## WRITTEN EXERCISE
Copy each line of the listing below exactly.

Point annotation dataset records
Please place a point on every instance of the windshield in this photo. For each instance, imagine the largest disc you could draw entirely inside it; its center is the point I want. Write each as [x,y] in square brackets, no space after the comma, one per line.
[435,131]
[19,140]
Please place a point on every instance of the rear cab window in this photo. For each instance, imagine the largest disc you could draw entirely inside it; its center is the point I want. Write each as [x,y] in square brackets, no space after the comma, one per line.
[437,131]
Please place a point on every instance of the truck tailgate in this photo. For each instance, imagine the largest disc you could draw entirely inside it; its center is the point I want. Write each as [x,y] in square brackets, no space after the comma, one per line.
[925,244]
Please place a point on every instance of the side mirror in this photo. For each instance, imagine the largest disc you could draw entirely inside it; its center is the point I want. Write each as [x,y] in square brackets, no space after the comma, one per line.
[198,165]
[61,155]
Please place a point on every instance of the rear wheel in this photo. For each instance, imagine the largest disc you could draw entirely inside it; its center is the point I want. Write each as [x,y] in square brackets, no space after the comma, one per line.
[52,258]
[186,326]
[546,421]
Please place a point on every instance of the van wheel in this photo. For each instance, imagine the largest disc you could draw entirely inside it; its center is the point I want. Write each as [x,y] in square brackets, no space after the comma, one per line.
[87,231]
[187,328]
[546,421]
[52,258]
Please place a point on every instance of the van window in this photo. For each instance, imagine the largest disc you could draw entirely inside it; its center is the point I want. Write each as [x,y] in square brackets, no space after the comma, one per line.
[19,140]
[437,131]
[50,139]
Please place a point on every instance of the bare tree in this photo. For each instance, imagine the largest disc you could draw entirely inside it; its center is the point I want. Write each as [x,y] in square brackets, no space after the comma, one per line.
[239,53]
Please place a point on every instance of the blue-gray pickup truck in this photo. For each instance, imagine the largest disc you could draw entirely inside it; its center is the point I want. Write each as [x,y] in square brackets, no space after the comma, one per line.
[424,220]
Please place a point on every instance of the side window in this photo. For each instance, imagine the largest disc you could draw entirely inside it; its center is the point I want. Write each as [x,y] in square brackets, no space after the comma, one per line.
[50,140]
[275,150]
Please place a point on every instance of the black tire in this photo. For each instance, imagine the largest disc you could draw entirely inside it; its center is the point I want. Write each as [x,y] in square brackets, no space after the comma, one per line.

## FINISHED TASK
Please place a point on every instance of the windshield in this photo. For each instance, imagine the largest disc you could draw entirely inside it; its center is the point I want. Write each as [x,y] in square brackets, no space after the comma, one per line.
[435,131]
[19,140]
Please place a point on every instance of the rear cab window in this photo. For each instance, imagine the largest disc you could draw entirely inside it; its center is the point I want. Write each as [x,y] in square brackets, no space after the comma, one per line.
[437,131]
Please place a point on every instance of the truck tailgate in this photo. For each instance, imagine the largest disc you could draw entirely inside it; its center is the point I want. Write each as [x,y] in square brackets, no space after the comma, one per line.
[925,244]
Please place a point on every instance of the side mirror in this photo. For each instance, imagine the largest disc you could draw entirely inside it; its center is the point I want. Write each as [x,y] in square brackets, no space after the comma, one per line.
[198,165]
[61,155]
Please place a point on every instance of the rear wheel in this photo. For each instance, imagine the largest disc you could draw entirely inside it; its center is the point I want. Write each as [x,y] in square brackets, no space after the comma, one per line.
[52,258]
[186,326]
[546,421]
Please place a point on every instance of the van wheel in this photo. For each instance, imagine the largest disc you could draw entirely inside it; its center is the point I want. Write each as [x,y] in square brackets, no space after the comma, one per line.
[87,231]
[187,328]
[546,421]
[52,258]
Please place a point on every instance of the van window in this photo. For each instance, imagine the largest disc you could draw entirely inside it; its center is the point I want. Write each as [x,y] in square brackets, no space after the comma, one per line.
[19,140]
[437,131]
[50,139]
Please place a point on every instance of the bare tree in this photo. For each instance, imagine the largest disc you could draw entirely inside it; its center is the point I want. Write each as [x,y] in square brackets, no space after the comma, one per line.
[239,53]
Please place a point on every instance of the blue-gray pickup truck in this photo. For each instance, imagine the largest disc you could draw entirely inside it; its center is the point I want. Write each as [x,y] in square brackets, no space after the comma, one per line.
[424,220]
Please place a point on every instance of the side window in this photo. For each instance, imagine the largest disc you could draw entirely inside it; its center is the point I want. Write each as [x,y] in square brackets, no space after the comma, one per line.
[50,140]
[275,150]
Please place a point on every instance of the black tire in this photo. For each instance, imagine the largest disc you could draw entirely inside it; its center is the point I want. Write each as [x,y] in square brackets, no space after the comma, one per line.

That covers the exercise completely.